WHAT YOU SHOULD DO: Retype exactly the lines below, starting with the line that contains "Could you please point out the coiled" and ending with the last line; leave out any pictures.

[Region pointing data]
· · · ·
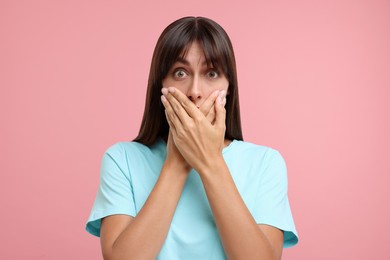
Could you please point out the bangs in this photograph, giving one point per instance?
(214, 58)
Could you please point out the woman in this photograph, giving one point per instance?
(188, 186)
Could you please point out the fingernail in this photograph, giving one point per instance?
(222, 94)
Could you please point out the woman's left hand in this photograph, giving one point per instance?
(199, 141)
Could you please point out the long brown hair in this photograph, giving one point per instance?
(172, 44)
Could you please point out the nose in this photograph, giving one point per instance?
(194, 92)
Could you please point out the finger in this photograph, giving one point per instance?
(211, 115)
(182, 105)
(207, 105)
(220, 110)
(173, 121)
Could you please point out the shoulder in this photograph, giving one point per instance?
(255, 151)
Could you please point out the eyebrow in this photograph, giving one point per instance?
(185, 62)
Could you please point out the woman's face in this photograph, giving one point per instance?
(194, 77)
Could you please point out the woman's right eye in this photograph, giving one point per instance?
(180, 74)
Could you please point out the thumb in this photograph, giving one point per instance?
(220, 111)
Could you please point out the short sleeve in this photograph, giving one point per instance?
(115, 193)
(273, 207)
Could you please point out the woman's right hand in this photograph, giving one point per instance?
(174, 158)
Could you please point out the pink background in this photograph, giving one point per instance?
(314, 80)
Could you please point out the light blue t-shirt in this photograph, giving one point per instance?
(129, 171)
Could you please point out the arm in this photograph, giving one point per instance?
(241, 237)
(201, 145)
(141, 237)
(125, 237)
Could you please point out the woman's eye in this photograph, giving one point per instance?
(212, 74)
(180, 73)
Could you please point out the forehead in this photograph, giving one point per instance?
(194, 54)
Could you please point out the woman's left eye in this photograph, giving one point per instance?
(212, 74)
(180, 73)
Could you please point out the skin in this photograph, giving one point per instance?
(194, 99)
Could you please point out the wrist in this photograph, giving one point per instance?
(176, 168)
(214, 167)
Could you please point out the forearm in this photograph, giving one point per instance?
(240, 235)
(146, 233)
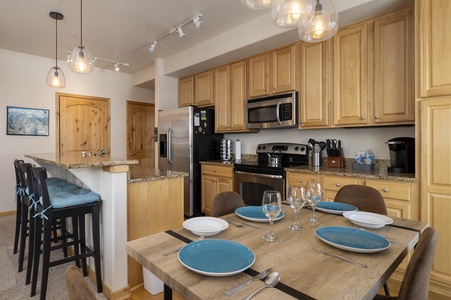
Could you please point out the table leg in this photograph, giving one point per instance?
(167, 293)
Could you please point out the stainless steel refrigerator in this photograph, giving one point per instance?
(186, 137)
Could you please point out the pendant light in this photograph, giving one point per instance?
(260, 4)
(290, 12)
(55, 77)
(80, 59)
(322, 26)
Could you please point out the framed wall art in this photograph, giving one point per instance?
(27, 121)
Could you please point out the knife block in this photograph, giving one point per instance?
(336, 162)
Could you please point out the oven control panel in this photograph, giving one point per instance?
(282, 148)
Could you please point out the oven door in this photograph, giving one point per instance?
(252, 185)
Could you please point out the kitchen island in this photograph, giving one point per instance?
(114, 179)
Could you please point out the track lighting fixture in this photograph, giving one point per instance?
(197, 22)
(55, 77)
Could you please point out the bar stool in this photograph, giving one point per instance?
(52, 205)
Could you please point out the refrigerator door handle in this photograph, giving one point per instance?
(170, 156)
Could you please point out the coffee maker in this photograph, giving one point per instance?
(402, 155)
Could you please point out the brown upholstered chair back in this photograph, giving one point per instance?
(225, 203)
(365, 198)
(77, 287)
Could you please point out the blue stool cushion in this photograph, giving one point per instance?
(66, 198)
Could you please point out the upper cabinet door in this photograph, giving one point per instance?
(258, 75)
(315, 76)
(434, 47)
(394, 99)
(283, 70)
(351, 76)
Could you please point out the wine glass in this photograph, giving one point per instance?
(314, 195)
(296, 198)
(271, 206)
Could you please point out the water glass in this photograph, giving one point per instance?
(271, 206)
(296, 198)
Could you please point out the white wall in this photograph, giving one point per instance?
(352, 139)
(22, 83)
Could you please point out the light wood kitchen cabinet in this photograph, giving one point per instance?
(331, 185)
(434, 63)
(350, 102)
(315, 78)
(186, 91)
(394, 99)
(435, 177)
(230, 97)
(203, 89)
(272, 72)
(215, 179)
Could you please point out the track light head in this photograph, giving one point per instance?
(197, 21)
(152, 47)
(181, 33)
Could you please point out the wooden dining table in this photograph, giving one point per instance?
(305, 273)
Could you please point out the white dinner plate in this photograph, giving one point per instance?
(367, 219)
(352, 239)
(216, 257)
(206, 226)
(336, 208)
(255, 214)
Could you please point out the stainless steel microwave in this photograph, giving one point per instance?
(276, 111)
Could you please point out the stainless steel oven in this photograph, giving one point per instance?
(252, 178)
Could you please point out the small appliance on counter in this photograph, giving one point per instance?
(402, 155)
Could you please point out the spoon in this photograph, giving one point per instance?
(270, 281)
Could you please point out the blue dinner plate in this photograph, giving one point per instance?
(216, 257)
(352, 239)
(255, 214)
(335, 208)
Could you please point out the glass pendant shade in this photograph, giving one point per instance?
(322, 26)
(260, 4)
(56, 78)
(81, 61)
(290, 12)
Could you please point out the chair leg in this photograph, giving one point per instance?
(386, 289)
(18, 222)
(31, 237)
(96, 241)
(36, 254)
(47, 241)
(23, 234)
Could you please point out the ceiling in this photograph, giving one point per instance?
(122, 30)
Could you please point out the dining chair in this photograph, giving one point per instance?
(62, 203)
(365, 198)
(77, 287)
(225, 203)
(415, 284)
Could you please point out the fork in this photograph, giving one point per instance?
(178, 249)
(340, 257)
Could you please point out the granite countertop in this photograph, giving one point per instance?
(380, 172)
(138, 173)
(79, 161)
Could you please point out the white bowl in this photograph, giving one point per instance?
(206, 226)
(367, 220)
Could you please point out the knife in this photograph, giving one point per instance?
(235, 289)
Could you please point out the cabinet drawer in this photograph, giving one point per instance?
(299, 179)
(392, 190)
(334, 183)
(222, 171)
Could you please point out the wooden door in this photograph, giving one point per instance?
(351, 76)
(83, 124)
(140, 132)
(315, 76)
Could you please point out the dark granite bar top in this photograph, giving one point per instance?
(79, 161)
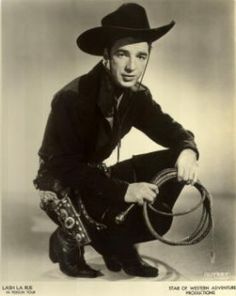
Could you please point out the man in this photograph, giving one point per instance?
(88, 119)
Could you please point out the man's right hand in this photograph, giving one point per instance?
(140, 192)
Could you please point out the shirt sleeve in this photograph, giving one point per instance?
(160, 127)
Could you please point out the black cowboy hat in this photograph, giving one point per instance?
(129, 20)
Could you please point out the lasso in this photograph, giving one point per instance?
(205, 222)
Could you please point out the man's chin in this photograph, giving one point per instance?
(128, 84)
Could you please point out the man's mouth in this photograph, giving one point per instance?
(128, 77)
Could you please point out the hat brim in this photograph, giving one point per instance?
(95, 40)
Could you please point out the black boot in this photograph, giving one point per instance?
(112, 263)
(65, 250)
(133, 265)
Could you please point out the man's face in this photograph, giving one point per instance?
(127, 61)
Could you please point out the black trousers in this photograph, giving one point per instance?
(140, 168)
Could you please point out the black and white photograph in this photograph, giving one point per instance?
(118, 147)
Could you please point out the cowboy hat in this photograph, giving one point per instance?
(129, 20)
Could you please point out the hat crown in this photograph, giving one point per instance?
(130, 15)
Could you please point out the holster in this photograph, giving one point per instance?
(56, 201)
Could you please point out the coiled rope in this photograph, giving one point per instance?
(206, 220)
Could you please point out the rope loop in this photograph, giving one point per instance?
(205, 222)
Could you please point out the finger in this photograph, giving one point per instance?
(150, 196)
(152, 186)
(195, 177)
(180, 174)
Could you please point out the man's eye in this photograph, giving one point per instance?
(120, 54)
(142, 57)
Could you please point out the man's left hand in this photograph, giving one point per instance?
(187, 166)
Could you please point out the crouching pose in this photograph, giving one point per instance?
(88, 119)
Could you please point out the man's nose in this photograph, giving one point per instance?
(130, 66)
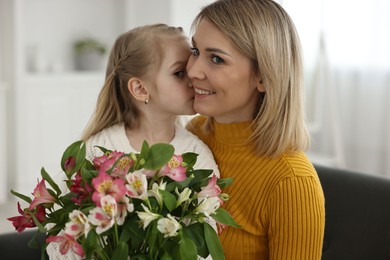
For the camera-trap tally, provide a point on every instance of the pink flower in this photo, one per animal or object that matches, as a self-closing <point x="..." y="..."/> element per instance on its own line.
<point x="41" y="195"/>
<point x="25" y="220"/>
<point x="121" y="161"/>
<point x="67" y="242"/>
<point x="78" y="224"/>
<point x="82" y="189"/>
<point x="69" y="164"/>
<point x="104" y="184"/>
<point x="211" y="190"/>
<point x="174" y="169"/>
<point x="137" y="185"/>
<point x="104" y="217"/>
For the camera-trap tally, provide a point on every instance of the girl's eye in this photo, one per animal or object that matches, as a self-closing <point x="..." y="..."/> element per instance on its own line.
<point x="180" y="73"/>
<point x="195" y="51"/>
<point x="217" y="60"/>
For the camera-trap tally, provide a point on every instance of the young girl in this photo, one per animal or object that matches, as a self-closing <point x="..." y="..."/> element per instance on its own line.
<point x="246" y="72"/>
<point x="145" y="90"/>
· · · ·
EXERCISE RESPONSE:
Could you please point out the coiled rope in this photograph, giving one point per instance?
(206, 220)
Could you please point out the rope loop in this photograph, giving one point per instance?
(205, 222)
Could you please point out the finger in this photograph, giving one point per instance?
(150, 196)
(152, 186)
(195, 177)
(180, 174)
Could you please point out the man's eye in this photograph, giving one point per instance?
(120, 54)
(142, 57)
Could you please point out the man's left hand in this photograph, giving one point per instance?
(187, 166)
Could you please point out the crouching pose in this photograph, giving one point per instance?
(88, 119)
Could you please point out the man's nose in this photograph, giving one point per instance?
(130, 66)
For the camera-trap tally, provide a point on every instance of the pink flower in this photo, one per animal or object that matches, as a self-closing <point x="..." y="..."/> element per instance on its own line.
<point x="41" y="195"/>
<point x="25" y="220"/>
<point x="121" y="161"/>
<point x="67" y="242"/>
<point x="78" y="224"/>
<point x="82" y="189"/>
<point x="69" y="164"/>
<point x="104" y="184"/>
<point x="211" y="190"/>
<point x="174" y="169"/>
<point x="137" y="185"/>
<point x="104" y="217"/>
For the camera-trap tally, provide a point on every instance of the girl's eye in this photo, one per animal or object that matches, as a self-closing <point x="..." y="..."/> element per instance on its own line.
<point x="180" y="73"/>
<point x="195" y="51"/>
<point x="217" y="60"/>
For the camera-trap tally, provide a point on every instance of the young girl in this photo, one per animal or object that matches, as a self-closing <point x="..." y="..."/> element per instance on its own line.
<point x="246" y="72"/>
<point x="145" y="90"/>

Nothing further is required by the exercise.